ACTIVITY: Look through the lines below; wherever the word "with" appears, copy that line.

═══ RECORDS FOR THE TASK ═══

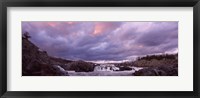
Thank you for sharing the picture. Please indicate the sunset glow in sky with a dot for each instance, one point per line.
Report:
(103, 40)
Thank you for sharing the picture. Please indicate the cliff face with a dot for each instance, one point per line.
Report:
(38, 63)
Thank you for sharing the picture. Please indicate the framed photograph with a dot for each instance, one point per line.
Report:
(87, 48)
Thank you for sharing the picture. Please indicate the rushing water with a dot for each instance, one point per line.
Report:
(105, 70)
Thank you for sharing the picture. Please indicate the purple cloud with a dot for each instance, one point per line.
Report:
(103, 40)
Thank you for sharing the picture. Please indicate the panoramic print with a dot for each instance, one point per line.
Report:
(99, 48)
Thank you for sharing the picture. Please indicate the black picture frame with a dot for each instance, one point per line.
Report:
(98, 3)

═══

OUTPUT OF THE TASK:
Thank you for sharing the picture. Please indicate the sunset glow in sky with a dot for each instance, one point per line.
Thank you for sharing the picture. Please indicate the cliff face with a dot for each instance, one point per line.
Thank you for sharing the picture. Please indicate the framed photograph with a dot for each instance, one point per line.
Thank you for sharing the picture. Please indicate the rushing water with a dot for each instance, one point per line.
Thank you for sharing the picture. Please indicate the purple cloud with a dot for each instance, one point per line.
Thank you for sharing the picture. Please indicate the panoramic print with a dot for each instance, one point per line.
Thank you for sharing the picture. Please indicate the black picture frame with a dot for each instance, one point per line.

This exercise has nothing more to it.